_DOCUMENT SECTION_.
============

Set Symmetric Difference

C++ Reference: std::set_symmetric_difference

  • Commutative

set_symmetric_difference computes the elements in either set but not both.

void set_symmetric_difference_example()
{
    std::vector<int> v1{ 1,2,3,4,5,6,7,8 };
    std::vector<int> v2{         5,  7,  9,10 };
    std::sort(v1.begin(), v1.end());
    std::sort(v2.begin(), v2.end());

    std::vector<int> v_symDifference;

    std::set_symmetric_difference(
        v1.begin(), v1.end(),
        v2.begin(), v2.end(),
        std::back_inserter(v_symDifference));

    for (int n : v_symDifference)
        std::cout << n << ' ';
}

Output

1 2 3 4 6 8 9 10

set_symmetric_difference is represented by logical exclusive or operator.

void set_symmetric_difference_example()
{
    std::vector<int> v1{ 1,2,3,4,5,6,7,8 };
    std::vector<int> v2{         5,  7,  9,10 };

    std::vector<int> v_symDifference = s(v1) ^ s(v2);

    for (int n : v_symDifference)
        std::cout << n << ' ';
}

The code for logical exclusive or operator is shown below:

template<typename T>
T operator^(wrapper<T>& left, wrapper<T>& right)
{
    T& c1 = left.cont;
    T& c2 = right.cont;
    if (!std::is_sorted(c1.begin(), c1.end()))
        std::sort(c1.begin(), c1.end());
    if (!std::is_sorted(c2.begin(), c2.end()))
        std::sort(c2.begin(), c2.end());

    T v_symDifference;

    std::set_symmetric_difference(c1.begin(), c1.end(),
        c2.begin(), c2.end(),
        std::back_inserter(v_symDifference));

    return v_symDifference;
}

Superset and Subset

C++ Reference: std::includes

  • Non-Commutative

STL includes can be used to find out whether a set is a superset (returns a boolean). To check if it is a subset, just switch the 2 sets.

void is_superset_example()

============

_RAW RECORDS_.
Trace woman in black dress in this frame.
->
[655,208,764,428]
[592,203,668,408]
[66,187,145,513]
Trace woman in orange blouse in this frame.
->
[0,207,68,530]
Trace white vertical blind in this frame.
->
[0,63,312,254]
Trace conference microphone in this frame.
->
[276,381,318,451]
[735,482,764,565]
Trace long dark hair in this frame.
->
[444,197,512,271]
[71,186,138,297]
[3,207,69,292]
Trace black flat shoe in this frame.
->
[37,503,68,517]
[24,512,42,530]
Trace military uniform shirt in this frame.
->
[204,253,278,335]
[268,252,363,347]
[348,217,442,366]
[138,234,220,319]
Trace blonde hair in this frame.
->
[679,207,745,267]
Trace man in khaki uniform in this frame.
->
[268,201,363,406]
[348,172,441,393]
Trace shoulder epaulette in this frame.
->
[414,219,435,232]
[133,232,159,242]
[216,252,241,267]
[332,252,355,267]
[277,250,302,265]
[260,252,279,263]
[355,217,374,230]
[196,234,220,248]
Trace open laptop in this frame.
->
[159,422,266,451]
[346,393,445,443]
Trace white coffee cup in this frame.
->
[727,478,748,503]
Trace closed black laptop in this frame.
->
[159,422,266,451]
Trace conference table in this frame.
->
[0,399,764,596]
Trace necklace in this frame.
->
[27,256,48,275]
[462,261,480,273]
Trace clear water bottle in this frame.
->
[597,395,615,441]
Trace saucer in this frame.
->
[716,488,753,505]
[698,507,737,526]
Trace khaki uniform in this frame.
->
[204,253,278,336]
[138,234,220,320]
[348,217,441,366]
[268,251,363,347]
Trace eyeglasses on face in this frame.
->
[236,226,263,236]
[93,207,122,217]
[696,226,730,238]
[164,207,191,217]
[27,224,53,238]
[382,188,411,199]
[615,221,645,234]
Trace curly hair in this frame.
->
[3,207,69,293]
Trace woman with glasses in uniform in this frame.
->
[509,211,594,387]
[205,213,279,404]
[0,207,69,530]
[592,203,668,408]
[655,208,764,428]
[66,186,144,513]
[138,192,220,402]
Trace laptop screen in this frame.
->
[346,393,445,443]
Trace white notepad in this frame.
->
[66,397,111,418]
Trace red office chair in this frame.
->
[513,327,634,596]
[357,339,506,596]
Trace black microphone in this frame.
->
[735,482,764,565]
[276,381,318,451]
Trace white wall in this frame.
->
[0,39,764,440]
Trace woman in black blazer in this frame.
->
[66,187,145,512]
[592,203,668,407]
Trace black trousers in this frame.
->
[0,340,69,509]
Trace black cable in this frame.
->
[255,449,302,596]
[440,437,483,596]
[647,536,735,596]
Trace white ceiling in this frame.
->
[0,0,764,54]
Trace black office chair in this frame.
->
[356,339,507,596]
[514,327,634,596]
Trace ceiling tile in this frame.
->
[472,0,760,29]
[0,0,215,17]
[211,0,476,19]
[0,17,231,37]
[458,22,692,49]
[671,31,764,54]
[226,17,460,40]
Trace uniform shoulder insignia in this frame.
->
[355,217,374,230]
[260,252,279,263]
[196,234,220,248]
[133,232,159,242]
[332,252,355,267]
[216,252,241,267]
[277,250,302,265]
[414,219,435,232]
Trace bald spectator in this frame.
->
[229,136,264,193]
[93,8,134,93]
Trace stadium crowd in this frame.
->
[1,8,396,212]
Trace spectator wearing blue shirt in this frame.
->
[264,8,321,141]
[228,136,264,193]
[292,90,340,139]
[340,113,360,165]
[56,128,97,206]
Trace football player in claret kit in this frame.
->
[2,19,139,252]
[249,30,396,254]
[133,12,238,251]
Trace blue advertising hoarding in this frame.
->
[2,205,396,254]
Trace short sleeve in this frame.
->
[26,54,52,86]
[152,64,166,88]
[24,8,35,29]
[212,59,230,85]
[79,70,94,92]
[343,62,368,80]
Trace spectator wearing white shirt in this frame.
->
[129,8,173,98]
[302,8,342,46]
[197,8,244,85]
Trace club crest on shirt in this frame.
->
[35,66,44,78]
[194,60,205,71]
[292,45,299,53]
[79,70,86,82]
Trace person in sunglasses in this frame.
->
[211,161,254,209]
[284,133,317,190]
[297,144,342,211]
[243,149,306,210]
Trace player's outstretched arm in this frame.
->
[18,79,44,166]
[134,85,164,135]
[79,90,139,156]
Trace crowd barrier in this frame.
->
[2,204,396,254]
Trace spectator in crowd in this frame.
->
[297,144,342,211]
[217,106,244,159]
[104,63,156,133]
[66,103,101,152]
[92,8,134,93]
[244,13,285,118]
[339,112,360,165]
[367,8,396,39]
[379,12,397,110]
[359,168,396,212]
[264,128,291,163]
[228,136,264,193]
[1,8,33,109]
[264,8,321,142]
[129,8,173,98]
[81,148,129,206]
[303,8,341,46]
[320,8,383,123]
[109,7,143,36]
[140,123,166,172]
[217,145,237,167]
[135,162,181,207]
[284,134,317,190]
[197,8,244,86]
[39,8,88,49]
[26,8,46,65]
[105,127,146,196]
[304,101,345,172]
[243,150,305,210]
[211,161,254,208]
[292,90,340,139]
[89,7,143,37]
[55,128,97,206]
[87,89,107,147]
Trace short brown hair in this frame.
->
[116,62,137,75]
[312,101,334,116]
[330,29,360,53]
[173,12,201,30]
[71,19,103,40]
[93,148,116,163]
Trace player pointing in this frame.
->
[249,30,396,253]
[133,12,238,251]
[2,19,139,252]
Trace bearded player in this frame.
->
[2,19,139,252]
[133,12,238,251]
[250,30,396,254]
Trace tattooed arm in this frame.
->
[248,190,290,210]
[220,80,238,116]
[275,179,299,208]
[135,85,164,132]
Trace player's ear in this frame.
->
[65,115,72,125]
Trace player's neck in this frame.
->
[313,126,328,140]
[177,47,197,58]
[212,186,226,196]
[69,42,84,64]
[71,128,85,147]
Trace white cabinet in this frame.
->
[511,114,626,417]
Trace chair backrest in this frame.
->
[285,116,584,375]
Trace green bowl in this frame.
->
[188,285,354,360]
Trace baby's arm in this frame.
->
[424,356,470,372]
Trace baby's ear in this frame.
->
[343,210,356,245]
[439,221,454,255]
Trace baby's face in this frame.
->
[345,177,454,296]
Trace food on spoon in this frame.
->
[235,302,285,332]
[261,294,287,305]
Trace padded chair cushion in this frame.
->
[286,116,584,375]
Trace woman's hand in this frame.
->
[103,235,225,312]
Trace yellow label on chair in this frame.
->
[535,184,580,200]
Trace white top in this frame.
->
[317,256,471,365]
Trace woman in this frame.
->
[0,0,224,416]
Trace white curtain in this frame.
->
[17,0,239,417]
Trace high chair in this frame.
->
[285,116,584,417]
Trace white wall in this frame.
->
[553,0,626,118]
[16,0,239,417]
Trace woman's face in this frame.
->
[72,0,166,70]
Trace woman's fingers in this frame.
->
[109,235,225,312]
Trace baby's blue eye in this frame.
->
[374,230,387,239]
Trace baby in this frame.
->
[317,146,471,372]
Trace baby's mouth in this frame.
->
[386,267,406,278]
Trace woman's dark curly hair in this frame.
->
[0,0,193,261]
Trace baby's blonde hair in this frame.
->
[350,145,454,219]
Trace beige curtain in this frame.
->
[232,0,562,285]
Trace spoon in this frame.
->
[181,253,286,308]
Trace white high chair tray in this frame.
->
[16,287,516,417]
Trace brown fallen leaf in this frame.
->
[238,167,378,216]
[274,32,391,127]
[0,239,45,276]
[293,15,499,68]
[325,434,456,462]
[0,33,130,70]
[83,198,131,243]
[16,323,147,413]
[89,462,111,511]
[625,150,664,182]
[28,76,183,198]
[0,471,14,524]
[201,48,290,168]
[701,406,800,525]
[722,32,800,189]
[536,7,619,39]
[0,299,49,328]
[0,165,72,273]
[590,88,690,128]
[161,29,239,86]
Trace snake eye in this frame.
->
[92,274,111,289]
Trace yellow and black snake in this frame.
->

============

_DIRECTIVES_.
(1) Answer these from the page on C++ set operations:
(a) Which elements does set_symmetric_difference compute?
(b) What output does the first example print?
(c) How do you use includes to check whether a set is a subset?
(2) Can you echo the part of the page on C++ set operations starting with "template<typename T>" and going on through "if (!std::is_sorted(c2.begin(), c2.end()))", copied word for word?

_ANSWERS BELOW_.
(1)
(a) The elements in either set but not both.
(b) 1 2 3 4 6 8 9 10
(c) Switch the 2 sets.

(2)
template<typename T>
T operator^(wrapper<T>& left, wrapper<T>& right)
{
    T& c1 = left.cont;
    T& c2 = right.cont;
    if (!std::is_sorted(c1.begin(), c1.end()))
        std::sort(c1.begin(), c1.end());
    if (!std::is_sorted(c2.begin(), c2.end()))